*Directive*: Copy the lines below word for word, without any changes.

*Record set*:
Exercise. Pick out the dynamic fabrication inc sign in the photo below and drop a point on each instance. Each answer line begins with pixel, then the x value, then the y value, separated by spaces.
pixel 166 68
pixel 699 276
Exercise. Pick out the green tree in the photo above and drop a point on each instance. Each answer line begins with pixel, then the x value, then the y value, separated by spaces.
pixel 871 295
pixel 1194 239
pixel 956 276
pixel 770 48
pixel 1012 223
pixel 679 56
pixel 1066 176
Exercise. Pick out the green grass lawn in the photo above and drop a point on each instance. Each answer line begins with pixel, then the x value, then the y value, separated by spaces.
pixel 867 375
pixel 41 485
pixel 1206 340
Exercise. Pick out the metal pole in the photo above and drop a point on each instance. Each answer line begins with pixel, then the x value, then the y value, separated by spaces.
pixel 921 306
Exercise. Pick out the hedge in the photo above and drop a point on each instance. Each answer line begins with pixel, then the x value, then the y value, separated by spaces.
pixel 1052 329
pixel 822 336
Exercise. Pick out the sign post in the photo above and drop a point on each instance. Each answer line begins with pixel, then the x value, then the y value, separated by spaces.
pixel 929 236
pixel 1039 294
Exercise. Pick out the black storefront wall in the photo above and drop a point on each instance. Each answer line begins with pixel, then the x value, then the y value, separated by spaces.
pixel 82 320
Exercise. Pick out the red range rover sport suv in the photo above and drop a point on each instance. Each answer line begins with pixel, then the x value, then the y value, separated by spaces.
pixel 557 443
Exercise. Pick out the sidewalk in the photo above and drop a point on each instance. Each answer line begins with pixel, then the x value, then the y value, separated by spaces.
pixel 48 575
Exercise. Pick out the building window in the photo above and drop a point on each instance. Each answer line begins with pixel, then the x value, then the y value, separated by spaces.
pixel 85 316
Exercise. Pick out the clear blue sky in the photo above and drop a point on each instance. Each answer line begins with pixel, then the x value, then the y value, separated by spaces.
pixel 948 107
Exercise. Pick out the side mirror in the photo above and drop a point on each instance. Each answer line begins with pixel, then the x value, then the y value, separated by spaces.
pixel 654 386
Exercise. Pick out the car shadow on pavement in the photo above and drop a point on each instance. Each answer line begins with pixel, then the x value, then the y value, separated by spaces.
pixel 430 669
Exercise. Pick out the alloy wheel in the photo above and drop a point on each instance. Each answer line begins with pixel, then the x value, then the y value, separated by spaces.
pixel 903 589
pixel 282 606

*Solved exercise*:
Exercise. Pick out the dynamic fabrication inc sign in the photo below and drop a point on each instance. Each answer line begins with pixel, then the x value, then the y value, separated by spaces.
pixel 166 68
pixel 699 276
Exercise. Pick out the green tree in the photo above and drop a point on each instance. Each answer line begins with pixel, then the x value, then the y value, separated by spaces.
pixel 871 295
pixel 1194 239
pixel 956 276
pixel 770 48
pixel 1012 223
pixel 679 56
pixel 1066 176
Exercise. Pick out the green grass lawn in the photo above and drop a point on each instance. Each answer line begins with pixel, then the x value, then the y value, separated by spaces.
pixel 867 375
pixel 41 485
pixel 1206 340
Exercise. Pick out the metal pole in the photo above and drop a point on each instance. Each answer line begins with pixel, then the x value, then the y value, separated by spaces.
pixel 921 306
Exercise. Pick out the hedge in the photo above and drop a point on each instance. Each answer line begins with pixel, then the x value, then the y value, separated by spaces.
pixel 1052 329
pixel 822 336
Exercise. Pick out the sign post in the photo above and drop a point on each instance. Each answer line begins with pixel, then the x value, then the y value, separated by spaces.
pixel 929 236
pixel 1039 294
Exercise. Pick out the black storefront wall in the photo above and drop a point on each instance. Each answer line begins with pixel, then the x value, then the y value, separated by spaces.
pixel 82 320
Exercise. Pick out the red range rover sport suv in the photo above and drop a point on each instance. Each answer line begins with pixel, then the x value, then the y value, separated by spaces.
pixel 557 443
Exercise. Pick out the sidewalk in the photo above and drop a point on each instance. Each answer line begins with pixel, then the x value, then the y value, separated by spaces.
pixel 48 575
Exercise. Pick out the building window in the photo above and drop a point on each instance. Each answer line begins with pixel, then the x value, then the y value, separated by spaces.
pixel 85 316
Exercise. Pick out the clear blue sky in the photo above and drop a point on each instance. Each answer line begins with pixel, then the x value, then the y value, separated by spaces.
pixel 948 107
Exercise. Pick out the side mirror in the photo above and drop a point on each instance. Each answer line begins with pixel, then the x value, then the y value, separated by spaces.
pixel 654 386
Exercise. Pick out the car shadow on pavement in the photo above and drop a point on each instance. Each answer line begins with pixel, then the x value, then the y value, separated by spaces.
pixel 430 669
Exercise. Pick out the alloy wheel in the photo above and drop a point on each instance. Each answer line begins with pixel, then the x value, then the y value, separated by spaces.
pixel 903 589
pixel 282 606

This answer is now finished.